▸ Dataset rows:
= = =

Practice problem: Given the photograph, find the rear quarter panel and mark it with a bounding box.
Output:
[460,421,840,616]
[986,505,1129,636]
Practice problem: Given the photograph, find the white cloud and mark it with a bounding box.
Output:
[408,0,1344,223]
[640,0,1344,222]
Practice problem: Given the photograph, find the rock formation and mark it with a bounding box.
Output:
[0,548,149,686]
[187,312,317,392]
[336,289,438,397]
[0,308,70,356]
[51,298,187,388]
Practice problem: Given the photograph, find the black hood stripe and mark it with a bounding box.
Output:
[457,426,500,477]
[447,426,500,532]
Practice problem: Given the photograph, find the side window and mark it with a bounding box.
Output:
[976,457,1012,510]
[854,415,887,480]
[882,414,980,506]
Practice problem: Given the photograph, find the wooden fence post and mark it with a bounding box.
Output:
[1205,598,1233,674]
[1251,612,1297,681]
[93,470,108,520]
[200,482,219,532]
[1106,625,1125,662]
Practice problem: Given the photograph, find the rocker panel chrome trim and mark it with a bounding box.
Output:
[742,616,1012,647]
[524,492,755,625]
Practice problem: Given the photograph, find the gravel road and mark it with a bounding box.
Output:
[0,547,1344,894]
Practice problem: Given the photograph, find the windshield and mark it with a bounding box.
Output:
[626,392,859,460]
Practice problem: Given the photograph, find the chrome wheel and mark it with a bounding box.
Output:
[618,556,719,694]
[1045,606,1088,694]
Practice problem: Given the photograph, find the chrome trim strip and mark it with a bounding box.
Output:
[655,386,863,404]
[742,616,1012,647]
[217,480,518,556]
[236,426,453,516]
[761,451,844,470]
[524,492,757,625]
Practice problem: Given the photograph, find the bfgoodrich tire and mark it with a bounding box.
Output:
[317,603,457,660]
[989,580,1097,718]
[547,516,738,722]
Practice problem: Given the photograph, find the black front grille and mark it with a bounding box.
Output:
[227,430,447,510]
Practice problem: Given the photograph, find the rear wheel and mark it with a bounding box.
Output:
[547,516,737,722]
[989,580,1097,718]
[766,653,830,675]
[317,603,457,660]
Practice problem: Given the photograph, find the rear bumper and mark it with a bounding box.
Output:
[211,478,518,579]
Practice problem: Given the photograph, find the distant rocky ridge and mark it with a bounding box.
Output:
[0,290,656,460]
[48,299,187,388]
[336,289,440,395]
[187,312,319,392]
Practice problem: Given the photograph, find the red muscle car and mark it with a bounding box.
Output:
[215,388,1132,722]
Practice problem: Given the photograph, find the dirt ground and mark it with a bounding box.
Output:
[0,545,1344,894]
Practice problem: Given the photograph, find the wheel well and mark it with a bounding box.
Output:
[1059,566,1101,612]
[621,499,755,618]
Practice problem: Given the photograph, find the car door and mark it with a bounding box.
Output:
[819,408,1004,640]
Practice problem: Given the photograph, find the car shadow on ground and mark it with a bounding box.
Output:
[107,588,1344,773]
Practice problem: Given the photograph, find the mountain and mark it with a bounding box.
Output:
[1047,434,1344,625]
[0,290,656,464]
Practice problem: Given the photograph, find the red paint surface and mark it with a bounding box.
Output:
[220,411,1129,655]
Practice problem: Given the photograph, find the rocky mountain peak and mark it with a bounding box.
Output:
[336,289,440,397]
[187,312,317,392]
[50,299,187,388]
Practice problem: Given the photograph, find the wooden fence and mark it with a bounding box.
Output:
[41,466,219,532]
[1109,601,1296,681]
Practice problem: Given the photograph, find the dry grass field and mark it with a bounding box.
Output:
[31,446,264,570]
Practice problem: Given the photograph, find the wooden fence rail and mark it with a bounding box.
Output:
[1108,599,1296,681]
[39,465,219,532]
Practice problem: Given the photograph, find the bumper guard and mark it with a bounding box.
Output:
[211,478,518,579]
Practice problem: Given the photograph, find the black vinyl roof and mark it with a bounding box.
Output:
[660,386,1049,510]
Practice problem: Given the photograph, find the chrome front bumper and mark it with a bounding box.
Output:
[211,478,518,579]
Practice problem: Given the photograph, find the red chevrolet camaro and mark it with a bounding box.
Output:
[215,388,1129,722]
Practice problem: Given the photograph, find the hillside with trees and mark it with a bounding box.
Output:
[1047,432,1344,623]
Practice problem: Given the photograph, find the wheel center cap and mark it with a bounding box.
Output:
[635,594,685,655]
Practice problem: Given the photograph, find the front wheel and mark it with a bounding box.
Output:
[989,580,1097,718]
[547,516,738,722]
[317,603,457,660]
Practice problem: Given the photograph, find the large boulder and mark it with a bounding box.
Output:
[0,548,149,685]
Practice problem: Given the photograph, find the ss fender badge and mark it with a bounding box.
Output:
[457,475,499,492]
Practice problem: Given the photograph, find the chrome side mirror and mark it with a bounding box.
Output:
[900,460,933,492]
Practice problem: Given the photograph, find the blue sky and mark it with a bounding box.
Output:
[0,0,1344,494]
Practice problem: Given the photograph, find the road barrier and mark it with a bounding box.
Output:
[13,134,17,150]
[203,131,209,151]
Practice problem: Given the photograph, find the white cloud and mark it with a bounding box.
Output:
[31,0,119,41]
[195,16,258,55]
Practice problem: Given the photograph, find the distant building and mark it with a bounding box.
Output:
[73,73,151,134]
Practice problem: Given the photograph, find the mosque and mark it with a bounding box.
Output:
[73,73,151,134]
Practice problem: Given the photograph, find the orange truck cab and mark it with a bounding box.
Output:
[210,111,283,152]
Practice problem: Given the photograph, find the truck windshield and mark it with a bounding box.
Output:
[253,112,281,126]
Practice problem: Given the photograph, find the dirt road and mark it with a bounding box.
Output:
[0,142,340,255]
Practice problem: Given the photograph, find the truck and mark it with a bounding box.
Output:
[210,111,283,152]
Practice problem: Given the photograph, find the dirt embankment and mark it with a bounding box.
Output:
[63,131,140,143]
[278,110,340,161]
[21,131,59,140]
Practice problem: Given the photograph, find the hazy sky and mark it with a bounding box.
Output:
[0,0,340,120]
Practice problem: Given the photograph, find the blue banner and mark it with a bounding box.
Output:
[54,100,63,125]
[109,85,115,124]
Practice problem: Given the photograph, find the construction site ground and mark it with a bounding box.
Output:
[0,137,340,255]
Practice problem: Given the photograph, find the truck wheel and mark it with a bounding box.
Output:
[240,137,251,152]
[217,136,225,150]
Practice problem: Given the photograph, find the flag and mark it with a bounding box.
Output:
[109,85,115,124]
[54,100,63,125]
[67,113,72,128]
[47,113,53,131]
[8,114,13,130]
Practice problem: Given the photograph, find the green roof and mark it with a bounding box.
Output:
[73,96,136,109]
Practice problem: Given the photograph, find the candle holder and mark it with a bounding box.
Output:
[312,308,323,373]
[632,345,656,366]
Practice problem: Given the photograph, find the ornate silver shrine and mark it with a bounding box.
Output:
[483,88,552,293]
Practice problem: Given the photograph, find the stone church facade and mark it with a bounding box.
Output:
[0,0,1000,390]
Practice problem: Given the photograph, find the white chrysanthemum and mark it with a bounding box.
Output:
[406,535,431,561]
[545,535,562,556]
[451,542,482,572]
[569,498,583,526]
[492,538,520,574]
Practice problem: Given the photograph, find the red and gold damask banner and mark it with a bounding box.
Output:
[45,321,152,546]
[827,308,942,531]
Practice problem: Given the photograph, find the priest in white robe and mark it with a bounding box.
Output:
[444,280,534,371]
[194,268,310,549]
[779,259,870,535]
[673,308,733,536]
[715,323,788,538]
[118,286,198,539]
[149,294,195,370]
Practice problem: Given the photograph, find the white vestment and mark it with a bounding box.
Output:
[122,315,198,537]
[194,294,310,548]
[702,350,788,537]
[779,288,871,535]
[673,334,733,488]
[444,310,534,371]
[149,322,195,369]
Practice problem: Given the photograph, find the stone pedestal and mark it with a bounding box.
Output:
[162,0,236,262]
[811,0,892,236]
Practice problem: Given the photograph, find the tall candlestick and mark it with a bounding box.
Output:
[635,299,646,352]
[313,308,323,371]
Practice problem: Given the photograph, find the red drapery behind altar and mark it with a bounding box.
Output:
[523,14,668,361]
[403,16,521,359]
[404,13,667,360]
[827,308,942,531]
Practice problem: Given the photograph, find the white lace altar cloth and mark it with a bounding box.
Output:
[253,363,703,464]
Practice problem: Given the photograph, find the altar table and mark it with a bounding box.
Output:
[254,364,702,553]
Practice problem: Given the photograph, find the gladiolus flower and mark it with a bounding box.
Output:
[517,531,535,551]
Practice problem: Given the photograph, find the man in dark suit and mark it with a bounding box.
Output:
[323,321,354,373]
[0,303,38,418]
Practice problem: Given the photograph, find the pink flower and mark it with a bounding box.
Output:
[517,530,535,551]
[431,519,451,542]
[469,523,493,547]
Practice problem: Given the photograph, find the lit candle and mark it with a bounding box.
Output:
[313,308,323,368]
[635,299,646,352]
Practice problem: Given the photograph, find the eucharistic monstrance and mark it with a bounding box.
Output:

= = =

▸ Do this: State how many lines of the listing above contain the string "windshield". Give only the number.

▸ Task solution: 2